Task objective — The answer is every line of the records that holds the word "window", copied in full.

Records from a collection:
======
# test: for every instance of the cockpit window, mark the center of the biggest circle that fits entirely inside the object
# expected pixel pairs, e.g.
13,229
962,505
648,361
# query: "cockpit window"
======
Exercise response —
# test: for every instance of the cockpit window, mark the center of the biggest circle that fits entirely inside the object
# query: "cockpit window"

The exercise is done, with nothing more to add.